- _Source records_:
:::::
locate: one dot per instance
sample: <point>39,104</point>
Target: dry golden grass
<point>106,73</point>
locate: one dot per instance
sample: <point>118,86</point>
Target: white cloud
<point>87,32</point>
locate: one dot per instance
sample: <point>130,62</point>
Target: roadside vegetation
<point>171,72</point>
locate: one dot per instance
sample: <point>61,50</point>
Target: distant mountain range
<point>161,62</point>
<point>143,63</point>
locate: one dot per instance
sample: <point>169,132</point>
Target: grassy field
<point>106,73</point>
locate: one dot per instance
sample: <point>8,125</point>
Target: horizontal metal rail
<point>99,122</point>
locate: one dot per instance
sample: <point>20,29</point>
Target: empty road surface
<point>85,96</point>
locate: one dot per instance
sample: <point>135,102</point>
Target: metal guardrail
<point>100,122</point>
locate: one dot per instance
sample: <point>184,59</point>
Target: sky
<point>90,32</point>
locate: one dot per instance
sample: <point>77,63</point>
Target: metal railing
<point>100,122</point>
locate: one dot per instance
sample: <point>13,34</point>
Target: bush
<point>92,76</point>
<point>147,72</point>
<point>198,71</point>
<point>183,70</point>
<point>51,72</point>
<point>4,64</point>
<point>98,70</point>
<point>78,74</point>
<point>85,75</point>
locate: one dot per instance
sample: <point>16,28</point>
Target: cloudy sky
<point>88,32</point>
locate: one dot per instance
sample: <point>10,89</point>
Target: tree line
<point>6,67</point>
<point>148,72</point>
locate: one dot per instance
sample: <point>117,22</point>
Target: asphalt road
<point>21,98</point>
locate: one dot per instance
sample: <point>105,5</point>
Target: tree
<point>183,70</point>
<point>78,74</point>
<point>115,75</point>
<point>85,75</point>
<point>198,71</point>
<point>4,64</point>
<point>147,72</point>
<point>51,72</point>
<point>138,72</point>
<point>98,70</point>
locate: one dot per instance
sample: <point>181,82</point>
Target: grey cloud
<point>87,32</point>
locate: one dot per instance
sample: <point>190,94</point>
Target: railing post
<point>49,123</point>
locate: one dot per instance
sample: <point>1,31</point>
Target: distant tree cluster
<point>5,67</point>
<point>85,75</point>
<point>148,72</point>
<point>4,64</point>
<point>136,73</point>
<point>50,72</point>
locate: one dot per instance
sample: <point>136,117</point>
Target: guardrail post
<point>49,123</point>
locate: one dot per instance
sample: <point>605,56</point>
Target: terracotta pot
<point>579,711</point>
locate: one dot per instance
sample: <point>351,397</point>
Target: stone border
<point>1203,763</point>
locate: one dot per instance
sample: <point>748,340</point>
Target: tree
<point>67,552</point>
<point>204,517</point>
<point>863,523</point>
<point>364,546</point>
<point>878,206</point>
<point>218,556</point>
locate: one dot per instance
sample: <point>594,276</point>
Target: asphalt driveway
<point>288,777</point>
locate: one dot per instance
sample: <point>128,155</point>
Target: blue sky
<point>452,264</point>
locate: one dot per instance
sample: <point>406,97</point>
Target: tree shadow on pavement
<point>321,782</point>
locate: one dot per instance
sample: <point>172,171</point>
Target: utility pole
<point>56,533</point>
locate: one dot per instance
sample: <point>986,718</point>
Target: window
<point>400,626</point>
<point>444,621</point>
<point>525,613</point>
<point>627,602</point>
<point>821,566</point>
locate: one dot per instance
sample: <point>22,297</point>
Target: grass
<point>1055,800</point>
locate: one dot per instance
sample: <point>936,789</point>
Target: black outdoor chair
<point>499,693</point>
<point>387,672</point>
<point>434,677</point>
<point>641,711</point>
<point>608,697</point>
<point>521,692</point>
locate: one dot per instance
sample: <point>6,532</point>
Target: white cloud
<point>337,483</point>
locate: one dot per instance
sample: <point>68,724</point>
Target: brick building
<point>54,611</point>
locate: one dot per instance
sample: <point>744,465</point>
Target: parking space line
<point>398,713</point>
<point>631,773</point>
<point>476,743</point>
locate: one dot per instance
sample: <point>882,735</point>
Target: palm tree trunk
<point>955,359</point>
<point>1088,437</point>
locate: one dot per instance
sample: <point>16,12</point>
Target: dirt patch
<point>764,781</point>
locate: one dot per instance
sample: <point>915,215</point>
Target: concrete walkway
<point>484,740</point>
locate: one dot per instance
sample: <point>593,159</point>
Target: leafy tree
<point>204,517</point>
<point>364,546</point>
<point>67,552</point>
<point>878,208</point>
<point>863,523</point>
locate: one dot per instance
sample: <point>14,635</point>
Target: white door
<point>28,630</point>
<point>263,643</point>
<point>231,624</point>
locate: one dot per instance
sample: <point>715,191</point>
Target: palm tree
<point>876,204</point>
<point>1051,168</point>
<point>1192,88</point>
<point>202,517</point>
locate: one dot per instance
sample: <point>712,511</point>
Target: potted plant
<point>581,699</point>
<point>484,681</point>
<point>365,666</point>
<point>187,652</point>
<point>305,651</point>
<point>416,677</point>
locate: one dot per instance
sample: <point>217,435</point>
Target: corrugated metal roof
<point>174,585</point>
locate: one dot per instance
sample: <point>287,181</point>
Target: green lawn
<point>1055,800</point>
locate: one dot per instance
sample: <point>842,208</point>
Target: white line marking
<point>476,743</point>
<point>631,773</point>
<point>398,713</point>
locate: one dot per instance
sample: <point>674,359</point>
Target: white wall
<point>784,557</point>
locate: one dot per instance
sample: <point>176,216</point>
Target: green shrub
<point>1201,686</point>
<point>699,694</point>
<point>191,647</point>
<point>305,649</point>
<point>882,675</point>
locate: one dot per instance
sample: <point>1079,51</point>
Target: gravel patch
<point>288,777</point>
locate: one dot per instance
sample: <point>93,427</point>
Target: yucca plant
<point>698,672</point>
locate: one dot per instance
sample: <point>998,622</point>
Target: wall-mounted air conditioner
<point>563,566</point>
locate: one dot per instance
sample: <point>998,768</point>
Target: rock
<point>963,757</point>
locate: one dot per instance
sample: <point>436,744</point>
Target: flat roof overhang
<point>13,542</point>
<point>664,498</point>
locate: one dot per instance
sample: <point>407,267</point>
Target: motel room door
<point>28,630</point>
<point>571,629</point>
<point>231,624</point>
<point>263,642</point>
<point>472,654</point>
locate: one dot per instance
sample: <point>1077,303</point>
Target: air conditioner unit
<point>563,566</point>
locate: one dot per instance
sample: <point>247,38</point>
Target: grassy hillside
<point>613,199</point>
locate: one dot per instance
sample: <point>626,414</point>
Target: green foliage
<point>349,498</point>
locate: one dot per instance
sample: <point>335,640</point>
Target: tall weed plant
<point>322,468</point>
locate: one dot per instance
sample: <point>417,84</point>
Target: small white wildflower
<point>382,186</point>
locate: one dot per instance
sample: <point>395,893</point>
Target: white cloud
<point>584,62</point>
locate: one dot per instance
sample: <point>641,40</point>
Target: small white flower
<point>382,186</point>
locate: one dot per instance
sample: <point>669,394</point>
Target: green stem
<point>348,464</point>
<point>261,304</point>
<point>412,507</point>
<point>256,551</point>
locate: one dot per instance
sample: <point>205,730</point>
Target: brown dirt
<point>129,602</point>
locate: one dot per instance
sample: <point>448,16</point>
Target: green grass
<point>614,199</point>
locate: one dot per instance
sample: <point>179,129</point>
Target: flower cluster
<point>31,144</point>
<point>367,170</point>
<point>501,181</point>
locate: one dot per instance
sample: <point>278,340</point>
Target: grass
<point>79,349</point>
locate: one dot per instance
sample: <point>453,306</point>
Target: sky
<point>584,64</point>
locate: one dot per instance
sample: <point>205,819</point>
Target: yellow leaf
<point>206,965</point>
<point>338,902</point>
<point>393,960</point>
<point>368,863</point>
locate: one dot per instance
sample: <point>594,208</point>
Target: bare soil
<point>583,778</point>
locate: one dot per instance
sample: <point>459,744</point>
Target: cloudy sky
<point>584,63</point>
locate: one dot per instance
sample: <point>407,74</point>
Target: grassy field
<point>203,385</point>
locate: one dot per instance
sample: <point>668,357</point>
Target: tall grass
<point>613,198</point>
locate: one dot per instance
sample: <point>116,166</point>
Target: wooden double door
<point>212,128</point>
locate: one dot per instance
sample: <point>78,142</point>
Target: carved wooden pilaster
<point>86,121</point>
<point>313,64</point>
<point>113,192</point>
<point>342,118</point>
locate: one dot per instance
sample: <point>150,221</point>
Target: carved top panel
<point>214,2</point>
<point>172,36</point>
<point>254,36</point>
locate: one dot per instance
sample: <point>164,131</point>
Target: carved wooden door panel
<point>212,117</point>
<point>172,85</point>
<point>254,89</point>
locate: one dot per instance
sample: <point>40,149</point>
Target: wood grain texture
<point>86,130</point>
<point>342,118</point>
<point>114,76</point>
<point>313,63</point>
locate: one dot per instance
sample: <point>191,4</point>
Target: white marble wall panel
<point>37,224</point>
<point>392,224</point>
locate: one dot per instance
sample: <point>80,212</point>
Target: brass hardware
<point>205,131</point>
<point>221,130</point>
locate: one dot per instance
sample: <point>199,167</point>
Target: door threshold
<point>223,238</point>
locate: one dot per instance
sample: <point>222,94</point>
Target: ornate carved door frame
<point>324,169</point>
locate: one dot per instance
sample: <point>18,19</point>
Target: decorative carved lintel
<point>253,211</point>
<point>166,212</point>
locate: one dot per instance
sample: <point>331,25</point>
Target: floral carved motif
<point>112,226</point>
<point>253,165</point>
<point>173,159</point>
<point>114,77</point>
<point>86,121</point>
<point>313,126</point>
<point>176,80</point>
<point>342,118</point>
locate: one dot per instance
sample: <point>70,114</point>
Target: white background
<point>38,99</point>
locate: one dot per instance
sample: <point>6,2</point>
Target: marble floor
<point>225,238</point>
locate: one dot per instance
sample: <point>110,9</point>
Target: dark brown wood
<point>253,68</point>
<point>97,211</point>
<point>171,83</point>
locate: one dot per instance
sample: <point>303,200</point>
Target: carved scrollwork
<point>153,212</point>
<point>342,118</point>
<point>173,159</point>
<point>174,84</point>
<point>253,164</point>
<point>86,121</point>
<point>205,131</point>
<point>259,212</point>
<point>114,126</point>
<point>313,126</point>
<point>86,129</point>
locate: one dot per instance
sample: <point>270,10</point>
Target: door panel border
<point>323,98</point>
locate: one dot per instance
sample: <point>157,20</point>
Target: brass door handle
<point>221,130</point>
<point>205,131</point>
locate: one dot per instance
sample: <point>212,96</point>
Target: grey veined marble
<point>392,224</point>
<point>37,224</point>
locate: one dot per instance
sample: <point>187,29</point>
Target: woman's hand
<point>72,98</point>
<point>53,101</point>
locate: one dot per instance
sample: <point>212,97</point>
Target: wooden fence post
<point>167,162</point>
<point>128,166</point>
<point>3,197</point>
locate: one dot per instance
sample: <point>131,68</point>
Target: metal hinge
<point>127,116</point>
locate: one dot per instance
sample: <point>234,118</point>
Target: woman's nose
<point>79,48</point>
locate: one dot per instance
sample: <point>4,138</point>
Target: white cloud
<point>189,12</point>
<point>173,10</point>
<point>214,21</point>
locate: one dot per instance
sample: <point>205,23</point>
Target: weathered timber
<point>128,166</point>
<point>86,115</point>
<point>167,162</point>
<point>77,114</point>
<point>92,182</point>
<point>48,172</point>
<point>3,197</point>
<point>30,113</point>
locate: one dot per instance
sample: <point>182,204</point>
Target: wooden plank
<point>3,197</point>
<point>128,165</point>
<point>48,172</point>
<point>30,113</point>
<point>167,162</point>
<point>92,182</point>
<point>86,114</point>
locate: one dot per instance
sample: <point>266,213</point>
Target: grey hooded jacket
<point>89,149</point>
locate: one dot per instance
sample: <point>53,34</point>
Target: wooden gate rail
:::::
The lines above from the one with "sample: <point>674,359</point>" through the one with "sample: <point>407,267</point>" are to be duplicated exactly, ends included, with nothing added.

sample: <point>674,359</point>
Target: white wall
<point>784,557</point>
locate: one dot per instance
sample: <point>176,216</point>
Target: green shrub
<point>1201,686</point>
<point>699,694</point>
<point>191,647</point>
<point>305,649</point>
<point>882,675</point>
locate: one dot per instance
sample: <point>1079,51</point>
Target: gravel patch
<point>288,777</point>
locate: one dot per instance
sample: <point>93,427</point>
Target: yucca plant
<point>698,672</point>
locate: one dot per instance
sample: <point>998,622</point>
Target: wall-mounted air conditioner
<point>563,566</point>
locate: one dot per instance
sample: <point>998,768</point>
Target: rock
<point>963,757</point>
locate: one dot per instance
sample: <point>436,744</point>
Target: flat roof overhang
<point>13,542</point>
<point>664,498</point>
locate: one dot per instance
sample: <point>407,267</point>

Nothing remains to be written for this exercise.